CONSIGNA A> Según el fragmento sobre el fútbol, ¿qué número se señala como la marca del artista?

FRAGMENTO DEL TEXTO>

· · · · ·

Una cosa más
sobre el fútbol. Sé que ésta va
a ser una entrega un poco técnica, por lo que
les pido disculpas a quienes no soportan el fútbol:
si quieren, pueden saltársela. Para los demás,
lo que encuentro interesante es esto: la idea de espectacularidad
que el fútbol ha elegido en estos últimos
años, más o menos desde que se percibió
cierta mutación bárbara. Naturalmente,
buena parte de esa idea de espectacularidad guarda relación
con las técnicas de narrar, con la televisión,
las tomas, el tipo de comentarios, la escritura deportiva
en los periódicos, etc., etc., pero hay algo
que guarda relación también con la natura-
misma del juego, con su técnica, con su forma
de organización.
Por lo que a nosotros se refiere, la pregunta es ésta:
si a los bárbaros les resulta necesaria una espectacularidad
de los gestos, ¿cómo es posible que hayan
llegado al absurdo de eliminar precisamente el aspecto
más espectacular de ese juego, es decir, el talento
individual, o incluso la marca del artista, esto es,
el número 10? ¿Por qué golpean
precisamente el aspecto en el que ese gesto parece asumir
su dimensión más elevada, más noble,
más artística? No es una pregunta únicamente
futbolística, porque, como a estas alturas empezaréis
a comprender, se trata de un fenómeno que podremos
encontrar en casi todas las aldeas saqueadas por los
bárbaros. Se dirigen directamente a donde se
encuentra el corazón más elevado del asunto
y lo destruyen. ¿Por qué? Y sobre todo:
¿qué ganan con semejante sacrificio? ¿O
es violencia estúpida, pura y simplemente? En
el caso del fútbol puede ser útil, de
nuevo, detenerse a observar una vieja foto en blanco
y negro. Sólo un vistazo, pero ya veréis
como es útil.

· · · · ·

Extractos de registros de segmentación:
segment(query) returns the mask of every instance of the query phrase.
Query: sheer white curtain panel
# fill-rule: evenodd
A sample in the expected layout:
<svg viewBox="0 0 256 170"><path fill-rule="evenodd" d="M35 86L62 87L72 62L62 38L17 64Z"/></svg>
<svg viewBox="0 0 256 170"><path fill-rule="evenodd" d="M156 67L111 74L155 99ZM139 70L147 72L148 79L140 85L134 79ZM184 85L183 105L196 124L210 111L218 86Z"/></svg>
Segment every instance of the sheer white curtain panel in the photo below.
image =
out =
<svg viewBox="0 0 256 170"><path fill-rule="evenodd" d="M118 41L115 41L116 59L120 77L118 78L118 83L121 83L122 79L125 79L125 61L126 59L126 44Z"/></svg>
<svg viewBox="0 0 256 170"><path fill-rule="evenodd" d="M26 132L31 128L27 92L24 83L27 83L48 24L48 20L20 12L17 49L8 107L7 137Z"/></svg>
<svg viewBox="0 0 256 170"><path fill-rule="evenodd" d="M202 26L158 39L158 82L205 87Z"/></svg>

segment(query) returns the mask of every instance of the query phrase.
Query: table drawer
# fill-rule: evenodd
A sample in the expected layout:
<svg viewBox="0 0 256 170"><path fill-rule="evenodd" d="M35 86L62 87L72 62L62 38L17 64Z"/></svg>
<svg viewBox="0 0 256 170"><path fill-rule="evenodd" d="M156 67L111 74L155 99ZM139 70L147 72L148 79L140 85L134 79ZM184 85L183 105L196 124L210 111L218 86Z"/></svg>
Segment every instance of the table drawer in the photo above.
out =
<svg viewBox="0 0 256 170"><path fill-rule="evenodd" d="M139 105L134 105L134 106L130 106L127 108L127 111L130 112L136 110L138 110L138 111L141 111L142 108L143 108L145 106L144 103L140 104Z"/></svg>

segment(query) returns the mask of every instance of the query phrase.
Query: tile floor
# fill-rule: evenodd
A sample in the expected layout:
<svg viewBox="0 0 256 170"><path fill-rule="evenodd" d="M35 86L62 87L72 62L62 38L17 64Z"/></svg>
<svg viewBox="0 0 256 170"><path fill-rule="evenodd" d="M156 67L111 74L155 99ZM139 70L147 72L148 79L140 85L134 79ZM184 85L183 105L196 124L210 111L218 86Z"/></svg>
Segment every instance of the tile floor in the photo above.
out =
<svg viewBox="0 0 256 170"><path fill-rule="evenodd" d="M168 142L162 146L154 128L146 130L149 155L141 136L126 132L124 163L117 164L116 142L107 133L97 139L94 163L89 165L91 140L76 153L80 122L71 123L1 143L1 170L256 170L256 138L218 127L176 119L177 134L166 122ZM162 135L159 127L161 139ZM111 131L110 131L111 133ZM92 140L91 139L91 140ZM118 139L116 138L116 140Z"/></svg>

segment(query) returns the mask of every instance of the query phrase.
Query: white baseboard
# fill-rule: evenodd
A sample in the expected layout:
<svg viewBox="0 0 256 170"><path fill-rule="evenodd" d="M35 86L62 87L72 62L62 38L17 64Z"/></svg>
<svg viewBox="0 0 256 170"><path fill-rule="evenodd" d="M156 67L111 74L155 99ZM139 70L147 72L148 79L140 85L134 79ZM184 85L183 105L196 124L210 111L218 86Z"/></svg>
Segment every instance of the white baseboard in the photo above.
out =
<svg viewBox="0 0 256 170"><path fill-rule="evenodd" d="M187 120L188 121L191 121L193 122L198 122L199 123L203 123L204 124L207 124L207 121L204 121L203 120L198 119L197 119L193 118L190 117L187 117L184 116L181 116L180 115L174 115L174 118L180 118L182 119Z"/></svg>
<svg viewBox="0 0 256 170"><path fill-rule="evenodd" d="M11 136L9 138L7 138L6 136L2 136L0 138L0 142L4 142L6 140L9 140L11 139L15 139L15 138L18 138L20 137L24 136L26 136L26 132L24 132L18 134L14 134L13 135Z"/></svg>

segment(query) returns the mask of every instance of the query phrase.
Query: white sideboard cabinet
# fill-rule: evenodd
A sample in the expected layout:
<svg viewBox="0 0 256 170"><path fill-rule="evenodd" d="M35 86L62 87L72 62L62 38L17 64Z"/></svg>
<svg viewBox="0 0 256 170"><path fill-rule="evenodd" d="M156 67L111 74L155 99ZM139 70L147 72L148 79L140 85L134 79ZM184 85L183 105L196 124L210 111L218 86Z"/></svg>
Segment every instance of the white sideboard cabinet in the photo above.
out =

· · · · ·

CONSIGNA B> Renombra "sheer white curtain panel" como "translucent drape panel" en las líneas de los registros que van desde el comienzo hasta la que contiene "132L31 128L27 92L24", ambas incluidas. Escribe solo esas líneas, sin ningún otro cambio.

RESULTADO DEL EJERCICIO A> El número 10.

RESULTADO DEL EJERCICIO B>
segment(query) returns the mask of every instance of the query phrase.
Query: translucent drape panel
# fill-rule: evenodd
A sample in the expected layout:
<svg viewBox="0 0 256 170"><path fill-rule="evenodd" d="M35 86L62 87L72 62L62 38L17 64Z"/></svg>
<svg viewBox="0 0 256 170"><path fill-rule="evenodd" d="M156 67L111 74L155 99ZM139 70L147 72L148 79L140 85L134 79ZM184 85L183 105L196 124L210 111L218 86Z"/></svg>
Segment every instance of the translucent drape panel in the photo below.
image =
out =
<svg viewBox="0 0 256 170"><path fill-rule="evenodd" d="M118 41L115 41L116 59L120 77L118 78L118 83L121 83L122 79L125 79L125 61L126 59L126 44Z"/></svg>
<svg viewBox="0 0 256 170"><path fill-rule="evenodd" d="M26 132L31 128L27 92L24 83L27 83L48 24L48 20L20 12L17 49L8 107L7 137Z"/></svg>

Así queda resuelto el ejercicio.